**Extracted records:**
>>>>>
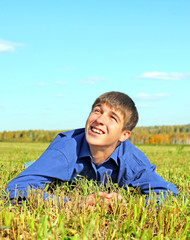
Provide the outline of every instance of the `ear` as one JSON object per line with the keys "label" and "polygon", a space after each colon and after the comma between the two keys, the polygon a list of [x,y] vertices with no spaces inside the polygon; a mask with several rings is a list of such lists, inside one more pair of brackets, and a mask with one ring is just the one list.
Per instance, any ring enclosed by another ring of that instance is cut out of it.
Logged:
{"label": "ear", "polygon": [[120,142],[124,142],[126,139],[128,139],[131,135],[131,131],[129,130],[123,130],[121,133],[121,137],[119,139]]}

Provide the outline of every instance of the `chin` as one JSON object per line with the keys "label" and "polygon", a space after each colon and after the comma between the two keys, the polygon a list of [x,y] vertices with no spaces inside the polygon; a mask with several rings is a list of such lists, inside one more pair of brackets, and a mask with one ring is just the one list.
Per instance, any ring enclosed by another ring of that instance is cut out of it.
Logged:
{"label": "chin", "polygon": [[101,141],[99,141],[99,139],[94,139],[94,137],[86,135],[86,141],[89,145],[93,145],[93,146],[100,146],[101,145]]}

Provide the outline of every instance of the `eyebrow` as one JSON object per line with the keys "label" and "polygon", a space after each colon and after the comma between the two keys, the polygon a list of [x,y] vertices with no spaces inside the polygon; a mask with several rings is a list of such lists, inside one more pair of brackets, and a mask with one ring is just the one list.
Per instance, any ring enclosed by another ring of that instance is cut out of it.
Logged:
{"label": "eyebrow", "polygon": [[[94,108],[95,108],[95,107],[100,107],[101,109],[103,109],[101,103],[98,103],[97,105],[94,106]],[[114,116],[118,119],[119,122],[121,122],[121,118],[120,118],[120,116],[119,116],[117,113],[115,113],[114,111],[110,111],[110,113],[111,113],[112,115],[114,115]]]}
{"label": "eyebrow", "polygon": [[113,111],[110,111],[110,112],[119,120],[119,122],[121,122],[121,118],[119,117],[119,115],[117,113],[115,113]]}

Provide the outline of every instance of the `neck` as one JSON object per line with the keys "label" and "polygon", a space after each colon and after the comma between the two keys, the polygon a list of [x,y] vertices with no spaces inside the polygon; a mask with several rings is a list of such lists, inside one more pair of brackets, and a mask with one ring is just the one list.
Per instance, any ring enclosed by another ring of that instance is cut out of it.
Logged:
{"label": "neck", "polygon": [[93,163],[95,165],[99,165],[100,163],[104,162],[115,150],[117,145],[115,147],[111,146],[109,147],[97,147],[97,146],[89,146],[90,147],[90,153],[92,155]]}

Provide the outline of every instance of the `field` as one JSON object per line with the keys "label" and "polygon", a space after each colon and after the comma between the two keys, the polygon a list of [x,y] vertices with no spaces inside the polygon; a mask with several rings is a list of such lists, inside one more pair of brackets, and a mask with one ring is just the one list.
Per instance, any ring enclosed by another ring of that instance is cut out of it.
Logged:
{"label": "field", "polygon": [[[0,188],[24,169],[24,163],[36,160],[48,143],[0,142]],[[154,198],[146,205],[139,191],[118,189],[128,202],[116,200],[107,206],[99,200],[95,208],[84,208],[82,199],[91,193],[108,191],[91,181],[81,179],[75,187],[58,186],[54,201],[38,194],[27,203],[12,205],[0,197],[0,239],[190,239],[190,146],[138,145],[157,173],[175,184],[179,197],[168,196],[157,205]],[[56,204],[57,196],[71,198],[65,208]],[[185,200],[184,200],[185,199]]]}

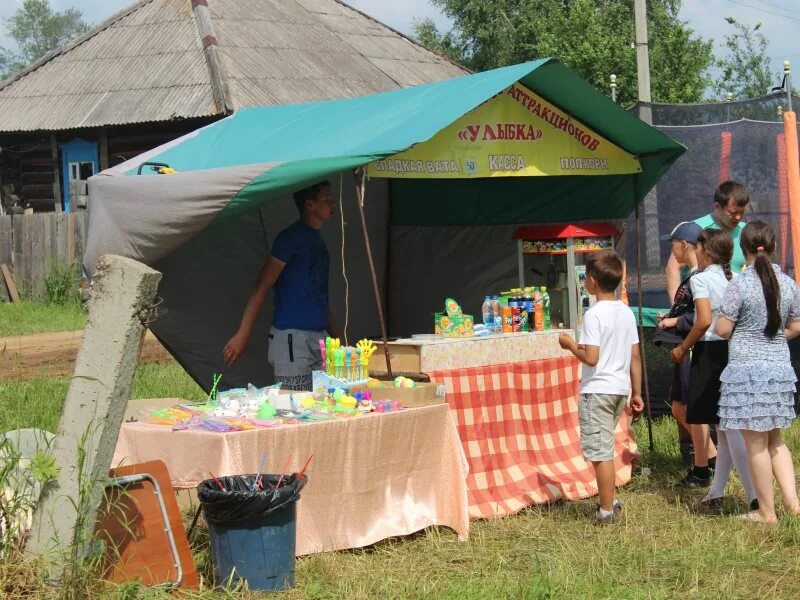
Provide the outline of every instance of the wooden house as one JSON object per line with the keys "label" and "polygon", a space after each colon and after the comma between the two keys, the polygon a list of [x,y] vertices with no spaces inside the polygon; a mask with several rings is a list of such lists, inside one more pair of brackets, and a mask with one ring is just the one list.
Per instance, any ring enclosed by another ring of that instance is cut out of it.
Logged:
{"label": "wooden house", "polygon": [[239,107],[466,72],[339,0],[140,0],[0,83],[0,194],[74,211],[94,173]]}

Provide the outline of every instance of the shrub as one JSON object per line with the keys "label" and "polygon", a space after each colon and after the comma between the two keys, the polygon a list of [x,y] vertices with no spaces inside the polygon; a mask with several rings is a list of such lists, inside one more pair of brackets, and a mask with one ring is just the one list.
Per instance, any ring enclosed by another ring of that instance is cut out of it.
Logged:
{"label": "shrub", "polygon": [[81,269],[77,263],[55,262],[44,278],[44,300],[47,304],[80,304]]}

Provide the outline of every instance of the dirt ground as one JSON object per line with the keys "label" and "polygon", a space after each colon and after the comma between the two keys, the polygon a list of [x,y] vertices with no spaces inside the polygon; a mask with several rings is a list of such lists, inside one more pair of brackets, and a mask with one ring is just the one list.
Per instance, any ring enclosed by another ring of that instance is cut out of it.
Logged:
{"label": "dirt ground", "polygon": [[[40,333],[0,338],[0,379],[31,379],[72,375],[83,331]],[[149,331],[139,362],[173,360]]]}

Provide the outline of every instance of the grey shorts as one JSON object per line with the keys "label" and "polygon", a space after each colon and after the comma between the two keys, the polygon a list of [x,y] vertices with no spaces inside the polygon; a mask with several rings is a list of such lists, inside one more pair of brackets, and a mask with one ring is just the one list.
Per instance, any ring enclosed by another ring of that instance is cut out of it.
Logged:
{"label": "grey shorts", "polygon": [[585,460],[602,462],[614,459],[614,430],[627,403],[627,395],[581,394],[578,415]]}
{"label": "grey shorts", "polygon": [[279,377],[311,377],[311,371],[322,369],[319,341],[327,337],[325,331],[302,329],[269,330],[267,360]]}

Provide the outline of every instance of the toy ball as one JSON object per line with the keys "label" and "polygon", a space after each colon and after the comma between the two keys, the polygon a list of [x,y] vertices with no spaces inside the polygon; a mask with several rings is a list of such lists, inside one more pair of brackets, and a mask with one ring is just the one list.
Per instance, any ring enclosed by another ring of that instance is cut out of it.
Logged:
{"label": "toy ball", "polygon": [[301,402],[301,405],[303,406],[303,408],[306,408],[306,409],[314,408],[314,406],[316,406],[316,404],[317,404],[317,402],[314,400],[313,396],[307,396],[306,398],[303,398],[303,400]]}
{"label": "toy ball", "polygon": [[344,396],[341,399],[341,404],[345,408],[355,408],[358,402],[352,396]]}
{"label": "toy ball", "polygon": [[364,400],[365,402],[372,402],[372,392],[360,392],[360,400]]}
{"label": "toy ball", "polygon": [[345,397],[345,395],[346,395],[345,391],[342,388],[336,388],[333,391],[333,399],[336,400],[336,402],[340,402],[341,399]]}
{"label": "toy ball", "polygon": [[373,389],[374,388],[382,388],[383,387],[383,382],[378,381],[377,379],[370,379],[367,382],[367,387],[368,388],[373,388]]}

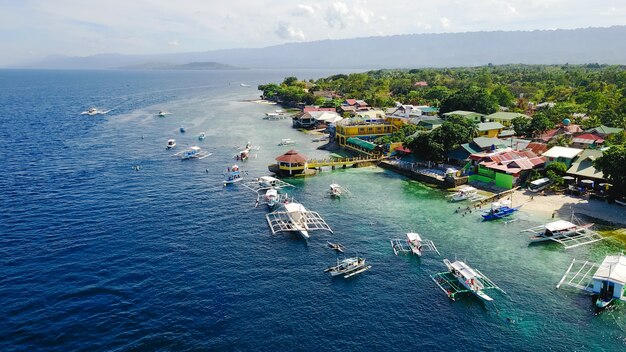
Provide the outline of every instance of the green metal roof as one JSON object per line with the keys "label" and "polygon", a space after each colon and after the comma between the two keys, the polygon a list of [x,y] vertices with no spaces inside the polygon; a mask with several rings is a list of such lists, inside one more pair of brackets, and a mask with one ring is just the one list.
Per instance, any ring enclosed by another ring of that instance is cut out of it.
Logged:
{"label": "green metal roof", "polygon": [[600,134],[613,134],[613,133],[619,133],[622,132],[624,129],[622,128],[618,128],[618,127],[608,127],[608,126],[598,126],[596,128],[592,128],[592,129],[588,129],[585,132],[597,132]]}
{"label": "green metal roof", "polygon": [[522,117],[525,117],[527,119],[530,118],[530,116],[524,115],[524,114],[520,114],[519,112],[506,112],[506,111],[494,112],[491,115],[485,116],[485,118],[489,119],[489,120],[506,120],[506,121],[511,121],[514,118],[518,117],[518,116],[522,116]]}
{"label": "green metal roof", "polygon": [[357,147],[361,147],[363,149],[366,149],[368,151],[372,151],[374,150],[374,148],[376,148],[376,144],[368,142],[368,141],[364,141],[361,138],[356,138],[356,137],[350,137],[346,140],[347,143],[349,144],[354,144]]}
{"label": "green metal roof", "polygon": [[479,115],[479,116],[483,116],[483,114],[481,114],[481,113],[474,112],[474,111],[465,111],[465,110],[455,110],[455,111],[446,112],[444,114],[444,116],[452,116],[452,115],[459,115],[459,116]]}
{"label": "green metal roof", "polygon": [[596,170],[593,166],[593,161],[602,156],[602,152],[594,149],[585,149],[578,155],[578,158],[572,163],[572,166],[567,170],[568,175],[574,175],[579,177],[588,177],[595,179],[604,179],[602,171]]}
{"label": "green metal roof", "polygon": [[422,110],[422,112],[439,112],[439,108],[436,108],[434,106],[429,106],[426,108],[420,108],[420,110]]}
{"label": "green metal roof", "polygon": [[479,131],[491,131],[504,128],[500,122],[483,122],[478,124]]}

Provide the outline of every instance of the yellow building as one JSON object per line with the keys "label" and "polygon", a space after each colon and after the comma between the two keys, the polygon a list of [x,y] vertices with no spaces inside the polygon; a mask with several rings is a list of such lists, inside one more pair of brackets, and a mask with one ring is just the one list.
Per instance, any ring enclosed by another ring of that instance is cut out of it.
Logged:
{"label": "yellow building", "polygon": [[340,146],[345,147],[348,138],[376,139],[386,136],[404,124],[399,118],[365,120],[361,118],[343,119],[337,122],[336,139]]}
{"label": "yellow building", "polygon": [[497,138],[504,126],[499,122],[483,122],[478,124],[478,137]]}

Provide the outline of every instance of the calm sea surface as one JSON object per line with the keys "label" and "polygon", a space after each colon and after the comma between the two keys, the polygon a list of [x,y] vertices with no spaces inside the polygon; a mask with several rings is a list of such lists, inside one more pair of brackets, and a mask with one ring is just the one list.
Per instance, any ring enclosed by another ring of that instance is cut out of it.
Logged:
{"label": "calm sea surface", "polygon": [[[261,119],[277,107],[249,100],[259,83],[333,73],[0,71],[0,350],[626,349],[625,305],[594,315],[589,296],[555,289],[572,258],[619,247],[529,248],[519,231],[544,220],[529,214],[481,223],[372,167],[291,180],[335,233],[271,235],[254,194],[222,186],[234,147],[261,147],[241,164],[250,177],[288,149],[282,138],[309,157],[326,152],[290,120]],[[113,110],[81,116],[90,106]],[[154,117],[160,109],[172,115]],[[169,138],[213,155],[183,162]],[[351,196],[326,197],[335,182]],[[395,256],[389,239],[409,231],[443,257]],[[327,240],[372,269],[331,279]],[[507,295],[450,301],[429,274],[455,256]]]}

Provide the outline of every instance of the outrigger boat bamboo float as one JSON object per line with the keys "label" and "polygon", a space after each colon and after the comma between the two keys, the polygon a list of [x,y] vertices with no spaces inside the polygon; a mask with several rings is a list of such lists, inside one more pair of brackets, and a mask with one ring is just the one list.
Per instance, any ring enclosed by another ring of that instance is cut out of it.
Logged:
{"label": "outrigger boat bamboo float", "polygon": [[435,252],[441,255],[435,246],[435,243],[431,240],[422,239],[422,237],[415,232],[409,232],[406,234],[406,239],[394,238],[390,240],[391,248],[395,255],[402,254],[414,254],[421,257],[424,252]]}
{"label": "outrigger boat bamboo float", "polygon": [[626,256],[609,255],[602,263],[573,259],[556,288],[563,284],[597,295],[599,309],[615,300],[626,301]]}
{"label": "outrigger boat bamboo float", "polygon": [[562,244],[565,249],[601,241],[602,235],[591,230],[593,223],[576,225],[565,220],[557,220],[545,225],[536,226],[522,232],[530,232],[530,243],[554,241]]}
{"label": "outrigger boat bamboo float", "polygon": [[285,181],[279,180],[273,176],[261,176],[254,181],[245,182],[244,187],[257,194],[256,204],[267,204],[271,209],[274,206],[288,201],[288,196],[281,195],[280,189],[287,187],[295,187]]}
{"label": "outrigger boat bamboo float", "polygon": [[331,276],[343,275],[344,279],[360,274],[366,270],[369,270],[372,266],[365,263],[365,258],[352,257],[344,260],[337,259],[337,264],[330,266],[324,270],[325,273],[330,273]]}
{"label": "outrigger boat bamboo float", "polygon": [[430,277],[453,301],[457,299],[457,295],[463,293],[473,294],[483,302],[493,301],[493,298],[485,294],[484,291],[486,290],[497,290],[506,294],[483,273],[462,261],[457,260],[451,263],[448,259],[444,259],[443,263],[448,268],[448,271],[437,273]]}
{"label": "outrigger boat bamboo float", "polygon": [[308,239],[309,231],[324,230],[333,233],[320,214],[307,210],[302,204],[290,202],[283,204],[283,208],[265,215],[272,234],[296,232]]}

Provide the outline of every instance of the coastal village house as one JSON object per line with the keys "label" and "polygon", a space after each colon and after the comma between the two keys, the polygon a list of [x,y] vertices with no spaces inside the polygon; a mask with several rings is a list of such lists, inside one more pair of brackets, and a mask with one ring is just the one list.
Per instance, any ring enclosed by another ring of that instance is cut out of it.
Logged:
{"label": "coastal village house", "polygon": [[487,115],[484,117],[484,119],[485,121],[499,122],[504,127],[511,127],[513,120],[520,116],[526,119],[530,119],[530,116],[528,115],[520,114],[518,112],[504,112],[504,111],[499,111],[491,115]]}
{"label": "coastal village house", "polygon": [[437,116],[439,108],[427,105],[398,105],[393,108],[388,108],[386,113],[389,117],[423,119]]}
{"label": "coastal village house", "polygon": [[490,183],[504,189],[519,185],[530,170],[541,168],[545,163],[543,157],[531,150],[517,151],[511,148],[472,154],[470,160],[470,182]]}
{"label": "coastal village house", "polygon": [[543,153],[543,156],[546,158],[546,166],[558,161],[564,163],[569,168],[572,166],[574,159],[582,152],[583,150],[578,148],[556,146]]}
{"label": "coastal village house", "polygon": [[481,122],[478,124],[478,136],[496,138],[503,129],[500,122]]}
{"label": "coastal village house", "polygon": [[[413,121],[412,121],[413,122]],[[443,125],[443,120],[442,119],[427,119],[427,120],[419,120],[417,122],[418,126],[424,127],[426,130],[428,131],[432,131],[437,127],[441,127],[441,125]]]}
{"label": "coastal village house", "polygon": [[455,110],[455,111],[446,112],[442,116],[443,116],[444,119],[446,119],[448,117],[451,117],[451,116],[458,116],[458,117],[462,117],[462,118],[465,118],[465,119],[470,120],[470,121],[482,122],[483,121],[483,117],[485,115],[479,114],[479,113],[474,112],[474,111]]}
{"label": "coastal village house", "polygon": [[566,174],[575,177],[578,182],[581,180],[593,180],[596,182],[604,181],[604,174],[593,166],[594,160],[602,156],[602,151],[594,149],[585,149],[576,160],[572,162],[572,166],[567,169]]}
{"label": "coastal village house", "polygon": [[573,148],[595,149],[604,144],[604,139],[592,133],[583,133],[572,139]]}
{"label": "coastal village house", "polygon": [[588,129],[587,133],[591,133],[591,134],[595,134],[596,136],[602,137],[602,138],[606,138],[612,134],[615,133],[620,133],[622,132],[624,129],[622,128],[616,128],[616,127],[607,127],[604,125],[598,126],[598,127],[594,127],[591,129]]}
{"label": "coastal village house", "polygon": [[572,125],[568,119],[565,119],[559,127],[548,130],[539,136],[539,140],[547,143],[558,136],[564,135],[567,137],[573,137],[583,132],[583,129],[580,128],[579,125]]}

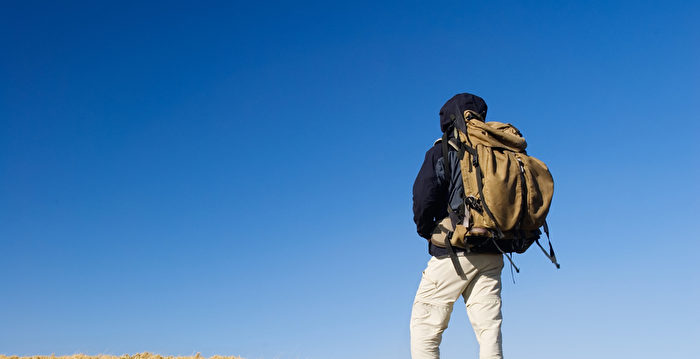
<<<<<
**PROBLEM:** From the data above, output exactly the lines between the one containing "Provide the outline of every instance of the shrub" and the one containing "Provide the outline of every instance of the grey", counting both of them.

**WORKED SOLUTION:**
Provide the outline of every instance of the shrub as one JSON object per line with the keys "label" and "polygon", a space after each colon and after the comma between the two keys, the polygon a list of [x,y] vertices with no spaces inside the polygon; a mask with several rings is a list of such lists, inside one more pair of brackets, and a mask with one ring is just the one list.
Per instance, any ring enclosed by another ring of that instance is cut out of it.
Logged:
{"label": "shrub", "polygon": [[81,269],[77,263],[55,262],[44,278],[44,300],[47,304],[80,304]]}

Provide the outline of every instance of the dirt ground as one JSON object per line with the keys "label" and "polygon", a space after each colon and after the comma between the two keys, the polygon a list of [x,y] vertices with no spaces inside the polygon; a mask with several rings is a list of such lists, inside one more pair of brackets, and a mask with one ring is just the one list.
Per instance, any ring enclosed by another ring of that instance is cut out of it.
Logged:
{"label": "dirt ground", "polygon": [[[40,333],[0,338],[0,379],[31,379],[72,375],[83,331]],[[149,331],[139,362],[173,360]]]}

Provide the outline of every instance of the grey shorts as one JSON object per line with the keys "label" and "polygon", a space after each colon and after the comma between the two keys, the polygon a list of [x,y] vertices with no spaces inside the polygon; a mask with several rings is a list of such lists, inside one more pair of brackets, and a mask with one ring is just the one list.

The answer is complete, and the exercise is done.